# [Problem]
Continue the guide on extracting page data with JavaScript from the unfinished `article_script` definition, in the same code-and-heading style.
[[ Excerpted passage, beginning ]]
3. Performance Monitoring

import time

start_time = time.time()
content = await get(url, script=script)
duration = time.time() - start_time

if duration > 10:  # If taking too long
    logging.warning(f"Slow JavaScript execution on {url}: {duration:.2f}s")

Common Use Cases

E-commerce Data Extraction

# Extract product information
product_script = """
({
    name: document.querySelector('.product-name')?.textContent,
    price: document.querySelector('.price')?.textContent,
    rating: document.querySelector('.rating')?.textContent,
    availability: document.querySelector('.stock-status')?.textContent,
    images: Array.from(document.querySelectorAll('.product-image img')).map(img => img.src)
})
"""

content = await get("https://shop.com/product/123", script=product_script)
product_data = content.script_result

Social Media Content

# Extract social media posts (be respectful of terms of service)
social_script = """
Array.from(document.querySelectorAll('.post')).slice(0, 10).map(post => ({
    text: post.querySelector('.post-text')?.textContent,
    author: post.querySelector('.author')?.textContent,
    timestamp: post.querySelector('.timestamp')?.textContent,
    likes: post.querySelector('.likes-count')?.textContent
}))
"""

content = await get("https://social-site.com/feed", script=social_script)
posts = content.script_result

News and Articles

# Extract article metadata
article_script = """
[[ Excerpted passage, end ]]
[[ Study material, beginning ]]
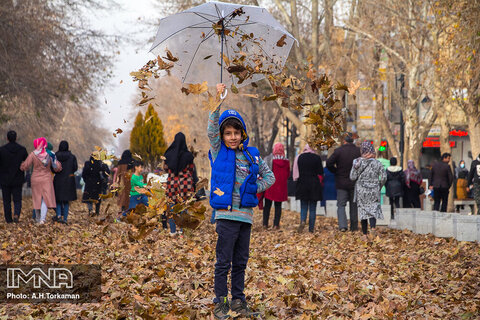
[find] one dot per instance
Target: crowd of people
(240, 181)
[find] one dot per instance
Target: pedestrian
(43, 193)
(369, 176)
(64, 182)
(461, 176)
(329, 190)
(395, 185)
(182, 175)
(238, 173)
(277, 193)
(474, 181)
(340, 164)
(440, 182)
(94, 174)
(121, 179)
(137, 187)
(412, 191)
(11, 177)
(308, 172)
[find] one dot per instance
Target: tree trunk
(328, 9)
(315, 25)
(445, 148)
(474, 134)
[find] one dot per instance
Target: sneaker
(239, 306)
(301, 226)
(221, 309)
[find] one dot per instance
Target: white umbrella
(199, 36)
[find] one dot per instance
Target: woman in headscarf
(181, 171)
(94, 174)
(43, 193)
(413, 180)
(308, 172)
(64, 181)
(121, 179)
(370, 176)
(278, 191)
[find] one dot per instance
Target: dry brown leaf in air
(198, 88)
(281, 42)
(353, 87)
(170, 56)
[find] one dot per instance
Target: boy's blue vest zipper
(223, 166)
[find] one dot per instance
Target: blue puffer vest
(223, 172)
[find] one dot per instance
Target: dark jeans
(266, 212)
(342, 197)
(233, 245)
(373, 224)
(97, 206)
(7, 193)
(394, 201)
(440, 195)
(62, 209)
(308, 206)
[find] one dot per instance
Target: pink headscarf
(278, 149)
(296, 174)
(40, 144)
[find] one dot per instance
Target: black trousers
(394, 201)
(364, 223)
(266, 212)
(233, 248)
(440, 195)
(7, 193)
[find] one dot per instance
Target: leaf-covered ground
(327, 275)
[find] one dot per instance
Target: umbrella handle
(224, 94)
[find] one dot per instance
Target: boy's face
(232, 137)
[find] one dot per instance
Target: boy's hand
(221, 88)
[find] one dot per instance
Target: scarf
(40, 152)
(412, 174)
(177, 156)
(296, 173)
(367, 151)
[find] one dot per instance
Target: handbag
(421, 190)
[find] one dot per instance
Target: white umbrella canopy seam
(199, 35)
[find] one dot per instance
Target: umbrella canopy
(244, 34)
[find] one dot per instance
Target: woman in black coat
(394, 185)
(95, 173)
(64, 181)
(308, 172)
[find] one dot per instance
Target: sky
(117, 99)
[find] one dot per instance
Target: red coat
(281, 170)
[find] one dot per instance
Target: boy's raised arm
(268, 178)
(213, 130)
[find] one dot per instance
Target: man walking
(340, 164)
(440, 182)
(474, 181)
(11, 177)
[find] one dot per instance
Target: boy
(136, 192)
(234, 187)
[[ Study material, end ]]
# [Written answer]
({
    headline: document.querySelector('h1')?.textContent,
    author: document.querySelector('.author')?.textContent,
    publishDate: document.querySelector('.publish-date')?.textContent,
    readingTime: document.querySelector('.reading-time')?.textContent,
    tags: Array.from(document.querySelectorAll('.tag')).map(tag => tag.textContent),
    wordCount: document.querySelector('.article-body')?.textContent.split(' ').length
})
"""

content = await get("https://news-site.com/article/123", script=article_script)

Integration with AI Workflows

Content Preparation for LLMs

# Extract structured content for AI processing
ai_script = """
({
    mainContent: document.querySelector('main')?.textContent,
    headings: Array.from(document.querySelectorAll('h1, h2, h3')).map(h => ({
        level: h.tagName,
        text: h.textContent
    })),
    keyPoints: Array.from(document.querySelectorAll('.highlight, .callout')).map(el => el.textContent),
    metadata: {
        wordCount: document.body.textContent.split(' ').length,
        readingLevel: 'advanced',  // Could be calculated
        topics: Array.from(document.querySelectorAll('.topic-tag')).map(tag => tag.textContent)
    }
})
"""

content = await get("https://technical-blog.com/post", script=ai_script)
structured_data = content.script_result

# Now ready for AI processing
ai_prompt = f"""
Analyze this content:

Title: {content.title}
Main Content: {structured_data['mainContent'][:1000]}...
Key Points: {structured_data['keyPoints']}
Topics: {structured_data['metadata']['topics']}

Provide a summary and key insights.
"""

Troubleshooting

Common Issues

  1. Script Timeout

    # Increase timeout for slow scripts
    content = await get(url, script=script, timeout=60)
    
  2. Element Not Found

    # Use optional chaining and fallbacks
    safe_script = """
    document.querySelector('.target')?.textContent || 'not found'
    """
    
  3. JavaScript Not Loaded

    # Wait for JavaScript frameworks to load
    content = await get(
        url,
        script="typeof React !== 'undefined' ? React.version : 'React not loaded'",
        wait_for="[data-reactroot]"
    )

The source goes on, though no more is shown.